→ **Input for this task**
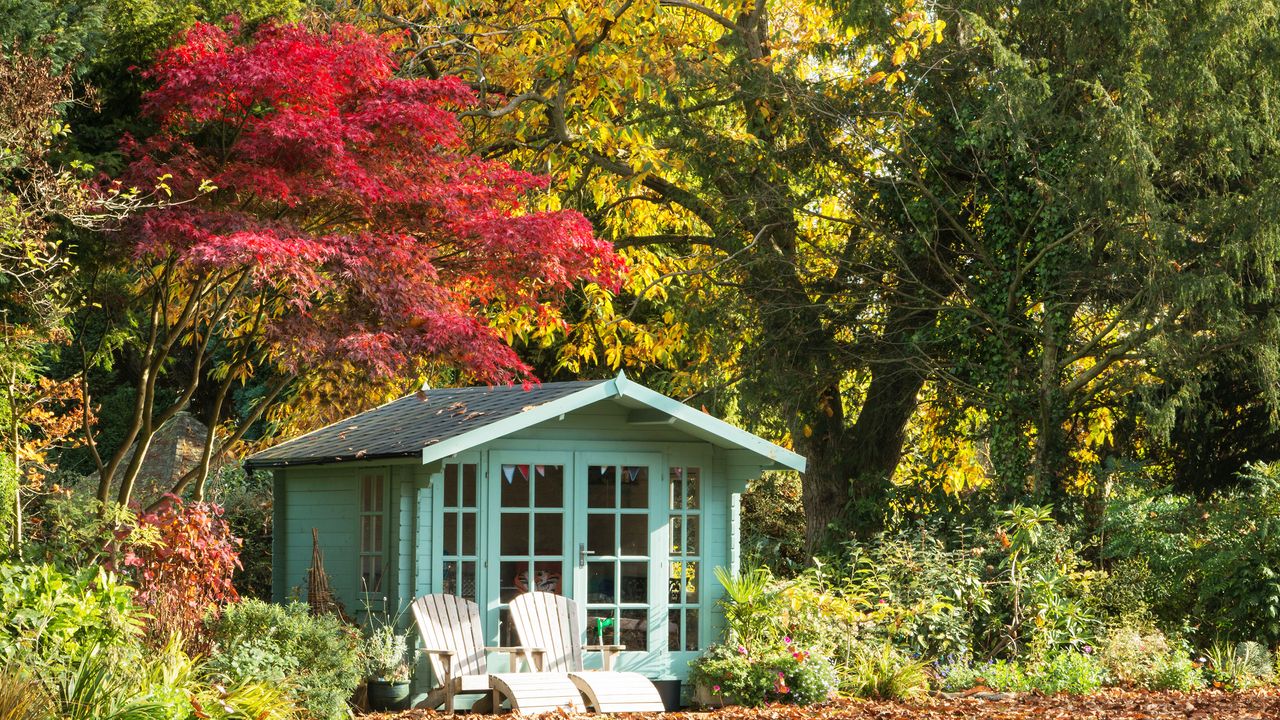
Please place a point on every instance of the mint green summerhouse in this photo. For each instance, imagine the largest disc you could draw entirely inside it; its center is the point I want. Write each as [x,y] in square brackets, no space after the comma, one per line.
[604,491]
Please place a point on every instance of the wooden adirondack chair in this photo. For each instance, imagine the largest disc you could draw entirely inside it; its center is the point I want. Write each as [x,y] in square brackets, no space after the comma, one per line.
[453,642]
[549,621]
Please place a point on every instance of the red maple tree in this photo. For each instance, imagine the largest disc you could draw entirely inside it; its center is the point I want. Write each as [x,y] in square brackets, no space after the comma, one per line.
[346,223]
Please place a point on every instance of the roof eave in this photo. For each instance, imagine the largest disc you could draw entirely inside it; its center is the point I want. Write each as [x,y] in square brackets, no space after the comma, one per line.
[531,417]
[250,464]
[778,456]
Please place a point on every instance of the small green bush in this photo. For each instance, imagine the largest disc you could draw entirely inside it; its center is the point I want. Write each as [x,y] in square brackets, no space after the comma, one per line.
[1141,656]
[885,673]
[1242,666]
[1063,671]
[50,619]
[956,677]
[320,656]
[782,674]
[1073,673]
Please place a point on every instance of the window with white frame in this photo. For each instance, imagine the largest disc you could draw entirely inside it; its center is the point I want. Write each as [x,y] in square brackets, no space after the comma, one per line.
[458,527]
[685,523]
[373,545]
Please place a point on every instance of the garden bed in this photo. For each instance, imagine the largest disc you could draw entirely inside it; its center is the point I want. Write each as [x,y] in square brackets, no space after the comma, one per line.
[1110,705]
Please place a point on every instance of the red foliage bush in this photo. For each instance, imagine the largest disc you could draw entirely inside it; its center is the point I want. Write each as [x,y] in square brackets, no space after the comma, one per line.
[182,557]
[342,205]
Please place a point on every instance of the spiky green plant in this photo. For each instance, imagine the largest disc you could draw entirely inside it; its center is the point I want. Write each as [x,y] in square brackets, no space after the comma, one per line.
[21,696]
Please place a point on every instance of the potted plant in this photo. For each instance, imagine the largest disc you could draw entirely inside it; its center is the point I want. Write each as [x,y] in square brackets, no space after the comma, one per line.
[387,669]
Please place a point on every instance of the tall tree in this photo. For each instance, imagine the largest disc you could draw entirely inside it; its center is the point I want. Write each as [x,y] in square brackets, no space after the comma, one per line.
[1109,172]
[718,135]
[337,222]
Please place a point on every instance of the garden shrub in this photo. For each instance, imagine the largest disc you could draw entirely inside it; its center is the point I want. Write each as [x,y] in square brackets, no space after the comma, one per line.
[1242,666]
[1074,673]
[781,674]
[1212,564]
[318,655]
[50,619]
[759,660]
[182,569]
[247,502]
[1139,656]
[885,673]
[1059,671]
[926,596]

→ **Problem details**
Repeat each entry exactly as given; no pictures belong in the copy.

→ **The response**
Please place a point on every instance of the mint green summerhouse in this photo. For each instance, imagine the largest disc you could draw entirely inside it; its center is the point I want. Write each as [x,y] in square brackets, no space after the comma, one per line.
[604,491]
Please place a point on every instance of the wooden adirondack chair in this photo. For each instance, imagine the largest disc you could draw entirely inside it; its center is the point I want. Write each as [x,y] in square brackets, no space after the comma, one per line.
[453,642]
[549,621]
Please place a point on every instance of the red maple tree in this photo. For each instance, imagine the largest disc you could draw entirely inside it; its center is the point I want. Write each as [x,y] in square brackets, no space after the comma, one per line.
[346,223]
Please place a point on every instance of the roof eave in this photo. For each instance, imagine the largest disc you could draw entirely inside it; its center is the point I want. Write each as [x,y] in square brackets, no space after the comma, one per line.
[531,417]
[250,464]
[778,456]
Please place a point on every instance of the small green bush in this photo. For each instance, imagine the largest disc you could draw entirely inside it; its center is the point I want. Write each as [x,y] in square brackets, no space after the comma, one per line.
[1141,656]
[885,673]
[1242,666]
[1063,671]
[50,619]
[956,677]
[320,656]
[782,674]
[1073,673]
Please place a point on every instance of the window with white frame in this photo. For each instance, imagine the largest disc you could draw entirely inside it; its center is the point I want. Write each as [x,y] in square brackets, no space after the comma, one per line.
[458,527]
[685,523]
[373,545]
Please place a point on every instance of the garden bed in this photo. For each instance, imagine the largest disc you could draw entirely inside it; its center is the point I want. Write each as [x,y] in square brackets, no space after the comma, one per line.
[1110,705]
Please place a point on every instance of the red foliage bush in this photo. For each instance, imagine the largest disc you could draw entirely inside it; its center is the point I want. Write each as [x,y] in square brackets, no space after the comma, one per line.
[182,557]
[342,205]
Please place a point on every instance of the spiky green plant in this photo. For each instance, imagine the largest disc you could draw entirely inside it; its center is the point I want. Write each as [x,y] in square brackets, no space after the comma, one per line.
[21,696]
Please place a point on every instance of the potted plant in this photo. For each instance, imagine the largest disc you could draw entirely inside it; its center is the point I want. Write each as [x,y] in square brackets, no space after the comma, one per line.
[387,669]
Please place a point on every instance of the tall tree in this photo. For each instance, imagine the largest disc you could draw entirely inside it; its center is the point I want. Write each as [x,y] in square brackets, no space after the comma, one per line.
[1109,172]
[718,135]
[337,222]
Please place a point on every instance of the garden shrub in this photo. For each instance, imagine the largest disc you could draw entirely inside it; its center is the point I want. Write each as [x,y] in square brackets, no space after the comma, one per line.
[1242,666]
[1074,673]
[781,674]
[1212,564]
[318,655]
[50,619]
[759,660]
[182,569]
[247,502]
[1139,656]
[885,673]
[1059,671]
[926,596]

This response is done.